--- start PROVIDED DATA ---

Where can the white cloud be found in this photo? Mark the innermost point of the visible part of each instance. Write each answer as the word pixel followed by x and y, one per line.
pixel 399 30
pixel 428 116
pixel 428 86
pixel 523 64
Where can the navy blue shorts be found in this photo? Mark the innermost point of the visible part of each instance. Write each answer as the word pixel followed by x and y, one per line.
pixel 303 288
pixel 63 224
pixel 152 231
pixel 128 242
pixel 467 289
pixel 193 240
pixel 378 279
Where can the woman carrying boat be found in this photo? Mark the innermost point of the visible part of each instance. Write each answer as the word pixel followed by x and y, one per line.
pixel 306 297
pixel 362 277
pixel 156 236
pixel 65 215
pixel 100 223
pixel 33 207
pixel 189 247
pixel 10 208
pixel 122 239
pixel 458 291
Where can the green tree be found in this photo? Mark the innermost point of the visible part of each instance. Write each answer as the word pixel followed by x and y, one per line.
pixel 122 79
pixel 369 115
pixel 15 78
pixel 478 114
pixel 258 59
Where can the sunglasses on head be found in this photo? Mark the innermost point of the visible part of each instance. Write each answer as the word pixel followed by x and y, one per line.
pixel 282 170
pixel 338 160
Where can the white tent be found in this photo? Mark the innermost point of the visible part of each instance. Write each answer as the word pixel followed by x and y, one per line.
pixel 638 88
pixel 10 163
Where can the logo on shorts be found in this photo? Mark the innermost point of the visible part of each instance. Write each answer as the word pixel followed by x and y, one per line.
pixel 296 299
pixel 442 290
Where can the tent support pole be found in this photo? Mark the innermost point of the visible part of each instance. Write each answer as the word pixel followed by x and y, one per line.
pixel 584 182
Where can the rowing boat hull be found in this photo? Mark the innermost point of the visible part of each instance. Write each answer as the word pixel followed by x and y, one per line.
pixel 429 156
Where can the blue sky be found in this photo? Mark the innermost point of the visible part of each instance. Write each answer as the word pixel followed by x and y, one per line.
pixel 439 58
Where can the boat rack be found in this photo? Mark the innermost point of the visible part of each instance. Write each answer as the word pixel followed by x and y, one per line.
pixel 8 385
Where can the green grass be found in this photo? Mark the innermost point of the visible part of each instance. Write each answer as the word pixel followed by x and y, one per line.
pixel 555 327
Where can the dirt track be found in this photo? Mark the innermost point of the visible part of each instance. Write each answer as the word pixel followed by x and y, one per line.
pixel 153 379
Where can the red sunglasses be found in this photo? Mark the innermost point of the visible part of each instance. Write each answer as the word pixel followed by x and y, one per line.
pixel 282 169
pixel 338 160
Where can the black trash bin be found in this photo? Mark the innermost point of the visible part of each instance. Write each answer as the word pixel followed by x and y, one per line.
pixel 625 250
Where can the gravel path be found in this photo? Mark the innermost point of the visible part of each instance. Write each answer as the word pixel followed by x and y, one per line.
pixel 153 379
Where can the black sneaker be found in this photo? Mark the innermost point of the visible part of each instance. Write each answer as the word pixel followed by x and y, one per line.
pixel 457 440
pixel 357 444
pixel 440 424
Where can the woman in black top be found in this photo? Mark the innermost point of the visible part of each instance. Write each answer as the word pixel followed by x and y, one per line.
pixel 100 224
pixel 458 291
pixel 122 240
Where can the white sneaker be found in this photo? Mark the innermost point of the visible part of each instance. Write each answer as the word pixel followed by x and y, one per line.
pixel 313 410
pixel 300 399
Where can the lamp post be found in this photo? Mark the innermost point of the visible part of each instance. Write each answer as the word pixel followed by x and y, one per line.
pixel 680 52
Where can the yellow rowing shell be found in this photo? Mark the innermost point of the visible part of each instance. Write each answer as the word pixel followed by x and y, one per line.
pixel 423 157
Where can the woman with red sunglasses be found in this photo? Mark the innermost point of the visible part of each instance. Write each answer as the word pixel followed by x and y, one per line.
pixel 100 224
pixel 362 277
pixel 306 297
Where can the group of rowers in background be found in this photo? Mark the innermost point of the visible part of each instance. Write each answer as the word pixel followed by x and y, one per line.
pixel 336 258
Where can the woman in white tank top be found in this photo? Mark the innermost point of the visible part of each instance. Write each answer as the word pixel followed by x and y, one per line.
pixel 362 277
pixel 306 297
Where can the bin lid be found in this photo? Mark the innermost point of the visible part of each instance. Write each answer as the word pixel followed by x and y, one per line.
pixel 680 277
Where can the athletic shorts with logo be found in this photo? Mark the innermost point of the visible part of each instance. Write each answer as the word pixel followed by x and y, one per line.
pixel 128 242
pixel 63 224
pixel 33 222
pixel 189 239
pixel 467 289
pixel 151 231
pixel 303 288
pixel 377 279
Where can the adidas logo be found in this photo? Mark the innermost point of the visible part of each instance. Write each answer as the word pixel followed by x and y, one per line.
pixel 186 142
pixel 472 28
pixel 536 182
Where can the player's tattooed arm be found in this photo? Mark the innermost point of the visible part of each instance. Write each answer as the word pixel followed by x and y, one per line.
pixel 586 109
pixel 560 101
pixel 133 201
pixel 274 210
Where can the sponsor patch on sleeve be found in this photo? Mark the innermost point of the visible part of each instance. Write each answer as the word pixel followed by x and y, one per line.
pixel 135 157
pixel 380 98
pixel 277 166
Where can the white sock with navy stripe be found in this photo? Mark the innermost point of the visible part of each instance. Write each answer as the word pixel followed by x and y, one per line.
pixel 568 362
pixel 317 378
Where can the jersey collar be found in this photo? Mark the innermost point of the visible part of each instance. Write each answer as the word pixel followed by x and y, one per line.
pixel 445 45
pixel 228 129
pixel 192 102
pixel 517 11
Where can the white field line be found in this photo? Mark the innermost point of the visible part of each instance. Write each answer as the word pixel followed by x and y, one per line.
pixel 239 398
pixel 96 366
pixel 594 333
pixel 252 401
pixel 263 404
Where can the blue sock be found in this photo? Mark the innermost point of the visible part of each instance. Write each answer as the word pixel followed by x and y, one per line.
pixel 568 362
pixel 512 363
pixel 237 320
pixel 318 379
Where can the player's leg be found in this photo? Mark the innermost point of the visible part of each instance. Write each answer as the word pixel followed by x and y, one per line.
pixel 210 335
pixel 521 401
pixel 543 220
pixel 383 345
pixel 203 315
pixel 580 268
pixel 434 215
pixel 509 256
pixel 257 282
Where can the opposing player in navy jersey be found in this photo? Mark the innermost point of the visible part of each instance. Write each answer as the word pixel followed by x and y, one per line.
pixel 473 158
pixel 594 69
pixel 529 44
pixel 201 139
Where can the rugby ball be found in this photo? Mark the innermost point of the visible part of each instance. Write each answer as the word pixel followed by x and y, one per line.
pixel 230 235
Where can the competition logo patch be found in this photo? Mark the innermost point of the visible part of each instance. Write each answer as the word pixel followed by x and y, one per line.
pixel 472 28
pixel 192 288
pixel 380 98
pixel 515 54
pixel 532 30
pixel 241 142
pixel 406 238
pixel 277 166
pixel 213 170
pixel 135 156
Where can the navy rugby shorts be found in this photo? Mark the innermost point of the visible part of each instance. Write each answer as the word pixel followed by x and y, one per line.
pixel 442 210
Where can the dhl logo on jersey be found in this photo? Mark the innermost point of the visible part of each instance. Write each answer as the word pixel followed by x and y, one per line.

--- end PROVIDED DATA ---

Copy every line of the data above word for word, with nothing changed or left out.

Where can the white cloud be found in this photo? Mark the innermost point of the visible part of each instance. Write each answer as the word pixel followed by x and y, one per line.
pixel 399 30
pixel 428 116
pixel 428 86
pixel 523 64
Where can the navy blue shorts be found in this photo? Mark the innermost point of the visible part of each instance. Write each answer as the word pixel followed by x and y, one per line.
pixel 303 288
pixel 63 224
pixel 152 231
pixel 128 242
pixel 467 289
pixel 193 240
pixel 378 279
Where can the woman carrying boat be found in this photo? Mark the innermost point of the visible part of each instance. Write each answer as the word pixel followed by x and y, one per line.
pixel 306 297
pixel 362 277
pixel 156 236
pixel 65 215
pixel 100 223
pixel 33 207
pixel 189 247
pixel 10 208
pixel 122 239
pixel 458 291
Where can the green tree be found in this photo? Mark the innermost point of the visible part of each instance. Write each answer as the word pixel followed by x and y, one per line.
pixel 122 79
pixel 369 115
pixel 15 78
pixel 478 114
pixel 258 59
Where can the sunglasses on head be found in this photo? Mark the innermost point of the visible part of each instance. Write each answer as the word pixel followed by x and y, one per line.
pixel 282 170
pixel 338 160
Where can the white tent be found in this photo? Mark the innermost point of the visible part of each instance. Write each answer as the word pixel followed by x and y, one per line.
pixel 638 88
pixel 10 163
Where can the logo on shorts be found in this photo? Mark the innermost point of the visible part of each instance. Write each answer as the word pixel followed by x and y, one per line.
pixel 296 299
pixel 442 290
Where can the tent support pole be found in this photo? Mark the innermost point of the visible part of each instance. Write each answer as the word pixel followed by x and y, one per line.
pixel 584 182
Where can the rowing boat hull be found in this photo? Mark the innermost point of the visible part of each instance. Write each answer as the word pixel followed by x and y, one per line.
pixel 429 156
Where can the blue sky be found in this photo? Mark the innermost point of the visible part of each instance. Write each answer as the word pixel followed by x and y, one per line.
pixel 439 58
Where can the boat rack be found in this photo? Mark the innermost point of the visible part of each instance. Write each answer as the word pixel followed by x and y, one per line.
pixel 8 385
Where can the green grass be found in this photo? Mark the innermost point of the visible part of each instance. Write each answer as the word pixel followed by x and y, one per line.
pixel 555 327
Where can the dirt track be found in this photo? Mark the innermost point of the visible part of each instance. Write each answer as the word pixel followed by x and y, one per line.
pixel 153 379
Where can the red sunglasses be found in this photo? Mark the innermost point of the visible part of each instance. Write each answer as the word pixel followed by x and y, one per line.
pixel 282 169
pixel 338 160
Where can the black trash bin be found in this photo? Mark the innermost point of the visible part of each instance. Write each answer as the word pixel followed by x and y, one per line.
pixel 625 250
Where can the gravel path be found in this photo? Mark the innermost point of the visible part of each instance. Write each answer as the word pixel followed by x and y, one per line.
pixel 153 379
Where can the black sneaker be found in this photo? Mark the innermost point of the visible part of each instance. Write each answer as the word pixel followed by x and y, one per line.
pixel 457 440
pixel 357 444
pixel 440 424
Where can the woman in black top be found in this photo? Mark the innermost point of the visible part of each instance. Write each answer as the word pixel followed by x and y, one per line.
pixel 100 224
pixel 458 291
pixel 122 240
Where can the white sneaker be found in this photo? Mark the innermost point of the visible part of each instance. Write each answer as the word pixel followed by x and y, one per line.
pixel 313 410
pixel 300 399
Where can the lamp post be found in this photo? Mark the innermost point of the visible part of each instance. Write each answer as the word pixel followed by x and y, one per line.
pixel 680 52
Where can the yellow rowing shell be found in this photo? Mark the innermost point of the visible part of each instance. Write each answer as the word pixel followed by x and y, one per line.
pixel 423 157
Where can the woman with red sunglasses be found in this photo? Mark the innermost point of the visible part of each instance. Write each answer as the word pixel followed by x and y, one per line.
pixel 100 224
pixel 362 277
pixel 306 297
Where can the group of rowers in background be found in this photo? Mark the innermost point of the visible part of each instance. Write each answer as the word pixel followed by x and y, one per line.
pixel 336 258
Where can the woman in white tank top be found in this photo? Mark the innermost point of the visible part of each instance. Write each answer as the word pixel followed by x and y, one per line.
pixel 362 277
pixel 306 297
Where can the bin lid be found in this photo? Mark the innermost point of the visible part of each instance. Write each answer as the word pixel followed by x and y, one per line.
pixel 680 277
Where can the athletic shorts with logo be found in this photo? Mark the innermost point of the visible part of each instance. Write each answer as the word pixel followed by x and y, one per line.
pixel 128 242
pixel 63 224
pixel 33 222
pixel 189 239
pixel 467 289
pixel 151 231
pixel 303 288
pixel 377 279
Where can the adidas logo be found in this photo? Mark the innermost point of the visible part of each instance. Write each answer as the word pixel followed by x and y, one per line.
pixel 186 142
pixel 472 28
pixel 536 182
Where can the player's tattooed arm be found in this photo? Mark the innermost point of the visible part of each instance. Write each answer as the word pixel followed by x and y, one per line.
pixel 586 109
pixel 560 101
pixel 133 201
pixel 274 210
Where can the sponsor patch on sleeve be found in this photo? Mark the innermost point of the visible part of each instance. Write each answer as the word pixel followed by x and y, one per line.
pixel 135 157
pixel 380 98
pixel 277 166
Where can the white sock with navy stripe be found in this photo? Mark the innermost point of the visible part of each instance. Write each answer as the word pixel followed by x and y, one per line.
pixel 568 362
pixel 317 378
Where can the jersey collar be found in this photo? Mark the innermost point of the visible part of each instance. Write each answer as the word pixel followed by x and y, one per line.
pixel 445 45
pixel 228 129
pixel 192 102
pixel 517 11
Where can the white field line be found in this photo? Mark the innermost point of the visible part of each instance. Write each answer as the word pixel followed by x and y, one per line.
pixel 239 398
pixel 96 366
pixel 594 333
pixel 252 401
pixel 263 404
Where can the blue sock be found in this photo? Mark the innermost point of the visible part of each instance. Write each answer as the word pixel followed by x and y, one per line.
pixel 568 362
pixel 512 363
pixel 237 320
pixel 318 379
Where can the player's leg be found in this photo? Mark the innermost point of the visible part of each instance. Write each answer as the word pixel followed by x and y, one per line.
pixel 210 335
pixel 521 401
pixel 543 220
pixel 383 345
pixel 203 315
pixel 580 268
pixel 434 215
pixel 509 256
pixel 257 282
Where can the opposing player in navy jersey be found in this photo? Mark the innermost point of the visible part of each instance. Write each answer as the word pixel followed by x and y, one per line.
pixel 473 158
pixel 594 69
pixel 529 44
pixel 201 139
Where can the rugby ball be found in this photo? Mark the innermost point of the visible part of each instance. Write each answer as the word pixel followed by x and y, one per line.
pixel 230 235
Where can the competition logo patch be found in this photo? Mark the innermost point of the visible part of each instance. Write each answer as the word pixel followed by x and y, one per line.
pixel 472 28
pixel 192 288
pixel 380 98
pixel 515 54
pixel 532 30
pixel 241 142
pixel 406 238
pixel 277 166
pixel 213 170
pixel 135 156
Where can the navy rugby shorts be found in this photo? Mark the innermost point of the visible part of each instance. Write each answer as the word pixel followed by x and y, one per line.
pixel 442 210
Where can the dhl logo on jersey be found in this photo? Mark the innermost point of the visible part of each instance. Write each answer as the word pixel followed by x and y, one per line.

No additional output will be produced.